§ Permintaan Tertulis 1
Tuliskan kembali bagian teks tentang pariwisata Wonosobo yang dimulai dengan "Di antara sekian" dan berlanjut hingga "para dewa-dewi bersemayam.", tanpa mengubah satu kata pun.
§ Permintaan Tertulis 2
Tentukan apakah setiap pernyataan berikut sesuai dengan teks tentang pariwisata Wonosobo. Jawab ya atau tidak, lalu kutip kata-kata penentunya dari teks apa adanya. (a) Wisata sejarah di dataran tinggi Dieng menjadi primadona bagi Wonosobo. (b) Teks hanya memberikan satu versi asal-usul nama Dieng. (c) Dalam bahasa Jawa, kata aeng berarti indah.

§ Teks yang Diberikan
▬▬▬▬▬▬
Pariwisata di Kabupaten Wonosobo merupakan salah satu sektor yang sangat berpotensi untuk dikembangkan. Sebab, daerah ini memiliki banyak obyek wisata yang sangat menarik, baik berupa wisata sejarah, wisata budaya, maupun wisata agro.
Di antara sekian banyak itu, wisata sejarah di dataran tinggi Dieng tetaplah menjadi primadona bagi Wonosobo. Nama Dieng sendiri menurut salah satu versi berasal dari bahasa Sansekerta, yaitu di yang berarti "tempat yang tinggi" atau "gunung", dan hyang dari kata khayangan yang artinya tempat para dewa-dewi. Maka Dieng berarti daerah pegunungan tempat para dewa-dewi bersemayam.
Menurut versi lain, nama Dieng berasal dari bahasa Jawa; yaitu adi yang berarti indah, dan aeng yang berarti aneh. Jadi, Dieng berarti tempat yang indah dan penuh dengan keanehan.
▬▬▬▬▬▬
§ Data Tercatat

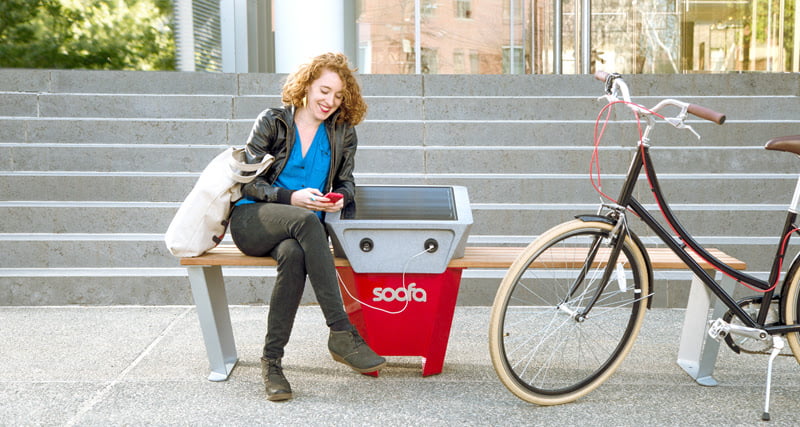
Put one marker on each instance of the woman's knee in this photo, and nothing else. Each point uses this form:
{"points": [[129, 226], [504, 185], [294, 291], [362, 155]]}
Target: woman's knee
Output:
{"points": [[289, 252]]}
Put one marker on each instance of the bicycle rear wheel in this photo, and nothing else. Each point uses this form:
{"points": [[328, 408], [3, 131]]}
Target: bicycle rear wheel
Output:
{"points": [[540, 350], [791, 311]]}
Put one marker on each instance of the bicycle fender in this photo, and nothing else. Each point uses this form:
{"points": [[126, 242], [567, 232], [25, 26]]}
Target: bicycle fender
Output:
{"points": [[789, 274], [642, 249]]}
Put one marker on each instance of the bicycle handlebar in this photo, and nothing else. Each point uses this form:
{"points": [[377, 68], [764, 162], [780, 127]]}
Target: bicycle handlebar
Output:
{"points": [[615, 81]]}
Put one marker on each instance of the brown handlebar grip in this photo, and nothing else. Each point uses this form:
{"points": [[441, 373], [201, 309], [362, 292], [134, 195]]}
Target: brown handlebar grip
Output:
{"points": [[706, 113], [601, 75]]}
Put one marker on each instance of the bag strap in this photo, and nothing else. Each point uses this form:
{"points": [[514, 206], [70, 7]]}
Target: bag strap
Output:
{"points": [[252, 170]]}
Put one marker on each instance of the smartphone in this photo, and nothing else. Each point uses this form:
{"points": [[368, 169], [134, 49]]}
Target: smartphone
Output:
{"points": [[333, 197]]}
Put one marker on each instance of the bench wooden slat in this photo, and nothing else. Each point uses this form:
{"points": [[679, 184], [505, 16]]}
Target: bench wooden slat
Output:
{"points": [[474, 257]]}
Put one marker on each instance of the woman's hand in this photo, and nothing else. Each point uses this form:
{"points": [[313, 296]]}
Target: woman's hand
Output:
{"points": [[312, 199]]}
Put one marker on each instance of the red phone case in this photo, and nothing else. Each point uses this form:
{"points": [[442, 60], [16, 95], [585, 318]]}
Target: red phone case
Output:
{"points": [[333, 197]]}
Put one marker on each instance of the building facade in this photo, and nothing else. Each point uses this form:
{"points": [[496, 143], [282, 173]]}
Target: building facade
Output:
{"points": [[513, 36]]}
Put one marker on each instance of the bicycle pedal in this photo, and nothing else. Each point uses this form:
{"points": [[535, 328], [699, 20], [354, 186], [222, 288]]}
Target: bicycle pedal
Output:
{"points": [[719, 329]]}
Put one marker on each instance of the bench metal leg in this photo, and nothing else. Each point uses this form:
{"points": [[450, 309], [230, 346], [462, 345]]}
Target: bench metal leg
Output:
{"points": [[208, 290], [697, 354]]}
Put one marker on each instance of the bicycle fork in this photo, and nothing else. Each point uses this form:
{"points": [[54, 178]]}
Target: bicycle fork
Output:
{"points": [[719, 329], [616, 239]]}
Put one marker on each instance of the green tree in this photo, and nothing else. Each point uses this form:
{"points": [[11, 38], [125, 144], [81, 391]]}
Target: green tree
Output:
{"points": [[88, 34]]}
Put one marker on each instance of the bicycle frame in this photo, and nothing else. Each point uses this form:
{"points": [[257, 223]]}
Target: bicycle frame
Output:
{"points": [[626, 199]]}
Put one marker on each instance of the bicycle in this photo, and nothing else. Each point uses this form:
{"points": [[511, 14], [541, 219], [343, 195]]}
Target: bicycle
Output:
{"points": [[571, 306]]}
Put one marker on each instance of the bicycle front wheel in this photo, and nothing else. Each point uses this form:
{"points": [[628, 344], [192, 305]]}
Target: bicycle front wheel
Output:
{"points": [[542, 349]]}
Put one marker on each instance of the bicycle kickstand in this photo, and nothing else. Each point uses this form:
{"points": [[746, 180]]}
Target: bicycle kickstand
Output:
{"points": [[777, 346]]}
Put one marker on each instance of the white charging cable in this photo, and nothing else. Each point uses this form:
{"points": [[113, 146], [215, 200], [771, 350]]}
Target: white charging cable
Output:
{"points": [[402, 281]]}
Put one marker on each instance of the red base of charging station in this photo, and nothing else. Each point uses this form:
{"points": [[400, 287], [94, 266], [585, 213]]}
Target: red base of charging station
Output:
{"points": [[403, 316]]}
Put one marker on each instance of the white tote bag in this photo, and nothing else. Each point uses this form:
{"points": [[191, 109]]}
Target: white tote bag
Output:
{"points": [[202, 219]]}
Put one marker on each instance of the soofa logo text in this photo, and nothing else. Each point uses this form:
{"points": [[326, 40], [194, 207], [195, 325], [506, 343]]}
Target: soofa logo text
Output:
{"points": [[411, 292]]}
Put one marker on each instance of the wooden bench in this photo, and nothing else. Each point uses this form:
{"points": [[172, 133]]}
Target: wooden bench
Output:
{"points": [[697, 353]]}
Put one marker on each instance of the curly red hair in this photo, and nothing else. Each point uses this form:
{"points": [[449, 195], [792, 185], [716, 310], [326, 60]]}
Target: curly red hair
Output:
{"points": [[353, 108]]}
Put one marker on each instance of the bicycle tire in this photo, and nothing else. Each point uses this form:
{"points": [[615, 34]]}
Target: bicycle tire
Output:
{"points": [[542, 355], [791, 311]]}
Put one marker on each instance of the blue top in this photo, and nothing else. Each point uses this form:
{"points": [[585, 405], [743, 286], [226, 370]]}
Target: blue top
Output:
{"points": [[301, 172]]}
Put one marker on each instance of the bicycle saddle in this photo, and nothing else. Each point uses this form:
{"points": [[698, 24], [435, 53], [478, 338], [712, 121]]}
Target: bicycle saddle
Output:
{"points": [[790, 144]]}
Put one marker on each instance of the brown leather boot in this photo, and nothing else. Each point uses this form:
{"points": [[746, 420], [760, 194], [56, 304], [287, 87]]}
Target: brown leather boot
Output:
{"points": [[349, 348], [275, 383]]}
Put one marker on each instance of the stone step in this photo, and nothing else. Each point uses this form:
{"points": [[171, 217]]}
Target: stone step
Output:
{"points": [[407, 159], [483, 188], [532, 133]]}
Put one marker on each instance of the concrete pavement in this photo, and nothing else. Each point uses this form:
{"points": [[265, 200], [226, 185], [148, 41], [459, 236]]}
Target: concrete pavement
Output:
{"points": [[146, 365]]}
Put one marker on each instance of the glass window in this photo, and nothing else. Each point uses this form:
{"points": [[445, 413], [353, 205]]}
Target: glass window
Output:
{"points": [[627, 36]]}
▬▬▬▬▬▬
§ Jawaban Lengkap 1
Di antara sekian banyak itu, wisata sejarah di dataran tinggi Dieng tetaplah menjadi primadona bagi Wonosobo. Nama Dieng sendiri menurut salah satu versi berasal dari bahasa Sansekerta, yaitu di yang berarti "tempat yang tinggi" atau "gunung", dan hyang dari kata khayangan yang artinya tempat para dewa-dewi. Maka Dieng berarti daerah pegunungan tempat para dewa-dewi bersemayam.

§ Jawaban Lengkap 2
(a) Ya: "wisata sejarah di dataran tinggi Dieng tetaplah menjadi primadona bagi Wonosobo"
(b) Tidak: "Menurut versi lain, nama Dieng berasal dari bahasa Jawa"
(c) Tidak: "aeng yang berarti aneh"